TASKS TO CARRY OUT:
**a)** Answer these questions about the Keep It All forum thread, one per line:
(i) What does the new European GDPR law make significantly more expensive?
(ii) Who is named as the source of the quotation "Do not seek to follow in the footsteps of the wise. Instead, seek what they sought."?
(iii) How much data is being deleted from the 1.4TB database?
**b)** Retype the passage of the Keep It All forum thread starting with "Once the initial" and going on through "tables are involved.".
**c)** Continue the Keep It All forum thread on keeping data, picking up after its last sentence.

Keep It All

  • Comments posted to this topic are about the item Keep It All

  • According to the new European GDPR law, keeping data that you're not supposed to keep is significantly more expensive.

  • How appropriate given the current furore in the UK over the disposal of landing cards of the "Windrush Generation" and subsequent inability to prove right to remain.
    Love SQL Server Central!

  • I believe that Big Data is to a large extent over-hyped. Storage and analytics software providers are kind of like the guys who were selling shovels during the California gold rush. Not only do they profit from Big Data hype, but they also perpetuate the Big Data hype.

    "Do not seek to follow in the footsteps of the wise. Instead, seek what they sought." - Matsuo Basho

  • There is a cost to cleaning up: determining what data you need to keep and what is safe to throw away.  Unless the clean up is a habit ingrained into the work process, it's difficult to justify the time spent to go back and review the data.

  • leddybill - Friday, April 20, 2018 7:57 AM

    There is a cost to cleaning up: determining what data you need to keep and what is safe to throw away.  Unless the clean up is a habit ingrained into the work process, it's difficult to justify the time spent to go back and review the data.

    This is very true, and whilst GDPR might feel overwhelming, I'd argue it (and SOX, ISO,PCI, etc) are things we ought to have been doing already. We should ingrain many of the policies of privacy, protection, retention, into our daily work habits and development practices.

  • Shifting gears a bit, we're setting up to delete 1TB from a 1.4TB database and 600GB from a 1TB database.  The data we're dropping is simply data that no one thought of deleting.  Most of the data consists of imported data that has been successfully processed and people wanted to keep the original imported data for troubleshooting but no one set it up to do eventual deletes.  All of the data has been successfully processed and the original data is also available in compressed files elsewhere.  No one ever even considered deleting the data because there was always "enough room" do not worry about it and they didn't. 😀

    Once the initial drops are done using the ol' dosie-doe method of copying only what you need to a temporary file group, truncating the tables (after a whole bunch of FK stuff to worry about), shrinking the database, rebuilding the indexes for what remains, and then moving the data back to the original file group and dropping the temporary, we'll have nightly sliding window deletes running so this doesn't happen again.  I'm considering temporal partitioning to take advantage of SWITCH but it'll be a real bugger with as many tables are involved.

EXCERPTED DATA:

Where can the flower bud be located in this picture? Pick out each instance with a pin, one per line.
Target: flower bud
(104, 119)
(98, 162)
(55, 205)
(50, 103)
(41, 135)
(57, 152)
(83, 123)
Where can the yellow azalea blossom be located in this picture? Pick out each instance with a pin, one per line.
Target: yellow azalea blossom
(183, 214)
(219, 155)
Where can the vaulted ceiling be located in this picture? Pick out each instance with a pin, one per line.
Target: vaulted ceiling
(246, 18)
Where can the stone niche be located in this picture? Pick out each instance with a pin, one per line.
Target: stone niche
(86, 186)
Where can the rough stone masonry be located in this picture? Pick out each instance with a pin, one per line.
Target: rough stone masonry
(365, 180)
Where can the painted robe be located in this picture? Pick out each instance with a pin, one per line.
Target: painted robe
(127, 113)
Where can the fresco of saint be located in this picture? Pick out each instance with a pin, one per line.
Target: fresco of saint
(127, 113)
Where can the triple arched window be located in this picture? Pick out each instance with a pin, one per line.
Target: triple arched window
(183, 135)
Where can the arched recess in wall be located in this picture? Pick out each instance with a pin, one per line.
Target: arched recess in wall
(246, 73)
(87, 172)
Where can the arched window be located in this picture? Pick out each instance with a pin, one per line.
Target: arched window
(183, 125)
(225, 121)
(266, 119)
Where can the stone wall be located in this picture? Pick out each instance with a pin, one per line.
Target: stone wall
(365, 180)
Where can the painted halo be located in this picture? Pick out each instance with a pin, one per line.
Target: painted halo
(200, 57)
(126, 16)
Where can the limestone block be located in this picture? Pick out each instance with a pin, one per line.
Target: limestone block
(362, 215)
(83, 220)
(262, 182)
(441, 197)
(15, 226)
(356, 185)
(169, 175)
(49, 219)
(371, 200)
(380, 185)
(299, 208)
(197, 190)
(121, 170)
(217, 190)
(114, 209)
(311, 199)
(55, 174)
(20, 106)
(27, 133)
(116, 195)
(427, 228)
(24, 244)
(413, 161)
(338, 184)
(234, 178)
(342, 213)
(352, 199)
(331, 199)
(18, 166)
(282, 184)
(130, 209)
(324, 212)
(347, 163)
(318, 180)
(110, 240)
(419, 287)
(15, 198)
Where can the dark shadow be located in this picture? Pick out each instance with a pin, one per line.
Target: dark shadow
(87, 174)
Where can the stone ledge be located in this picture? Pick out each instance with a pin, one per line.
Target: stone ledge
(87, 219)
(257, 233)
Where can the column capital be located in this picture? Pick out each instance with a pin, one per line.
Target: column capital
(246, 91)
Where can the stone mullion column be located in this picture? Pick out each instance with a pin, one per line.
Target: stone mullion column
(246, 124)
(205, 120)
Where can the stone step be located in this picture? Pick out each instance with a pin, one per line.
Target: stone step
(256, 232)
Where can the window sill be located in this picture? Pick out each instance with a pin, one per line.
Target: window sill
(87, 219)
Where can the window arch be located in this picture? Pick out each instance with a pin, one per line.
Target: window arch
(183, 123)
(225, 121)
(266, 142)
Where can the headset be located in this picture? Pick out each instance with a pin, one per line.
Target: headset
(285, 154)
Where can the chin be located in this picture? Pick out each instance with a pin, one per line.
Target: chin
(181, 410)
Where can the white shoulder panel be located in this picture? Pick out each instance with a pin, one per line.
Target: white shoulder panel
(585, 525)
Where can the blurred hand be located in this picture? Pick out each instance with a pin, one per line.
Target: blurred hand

ANSWERS TO THE TASKS:
**a)**
(i) Keeping data that you're not supposed to keep.
(ii) Matsuo Basho.
(iii) 1TB.

**b)**
Once the initial drops are done using the ol' dosie-doe method of copying only what you need to a temporary file group, truncating the tables (after a whole bunch of FK stuff to worry about), shrinking the database, rebuilding the indexes for what remains, and then moving the data back to the original file group and dropping the temporary, we'll have nightly sliding window deletes running so this doesn't happen again.  I'm considering temporal partitioning to take advantage of SWITCH but it'll be a real bugger with as many tables are involved.

**c)**
    --Jeff Moden


    RBAR is pronounced "ree-bar" and is a "Modenism" for Row-By-Agonizing-Row.
    First step towards the paradigm shift of writing Set Based code:
    ________Stop thinking about what you want to do to a ROW... think, instead, of what you want to do to a COLUMN.

    Change is inevitable... Change for the better is not.


    Helpful Links:
    How to post code problems
    How to Post Performance Problems
    Create a Tally Function (fnTally)

  • Steve Jones - SSC Editor - Friday, April 20, 2018 8:07 AM

    leddybill - Friday, April 20, 2018 7:57 AM

    There is a cost to cleaning up: determining what data you need to keep and what is safe to throw away.  Unless the clean up is a habit ingrained into the work process, it's difficult to justify the time spent to go back and review the data.

    This is very true, and whilst GDPR might feel overwhelming, I'd argue it (and SOX, ISO,PCI, etc) are things we ought to have been doing already. We should ingrain many of the policies of privacy, protection, retention, into our daily work habits and development practices.

    There are costs on both sides.  continually backing up junk that doesn't provide any further value to your business is a cost;  queries and servers having to wade through 30 years of data to pull back only the last three months is also a cost.  Don't forget to factor in the potential liability if someone were to steal that old data or old lawsuits show up demanding old data you still have, and the breakeven analysis starts to make a lot of sense.

    It's truly amazing what your average company might still have lying around.  We went through an imaging initiative a decade ago and yet we still have warehouses' worth of paper records we just "forgot" to shred, even though the cost of renting the storage space alone is many times that of the disposal.

    ----------------------------------------------------------------------------------
    Your lack of planning does not constitute an emergency on my part...unless you're my manager...or a director and above...or a really loud-spoken end-user..All right - what was my emergency again?

  • Unlike Google, FaceBook and Cambridge Analytica; most organizations are not in the business of stockpiling data. A restraunt chain or furniture manufactorer is not in the data business any more than they are in the accounting or realestate business. Yes, they need data the same way they need accountants and retail space, but it's just a means to an end and more doesn't necessarily mean better.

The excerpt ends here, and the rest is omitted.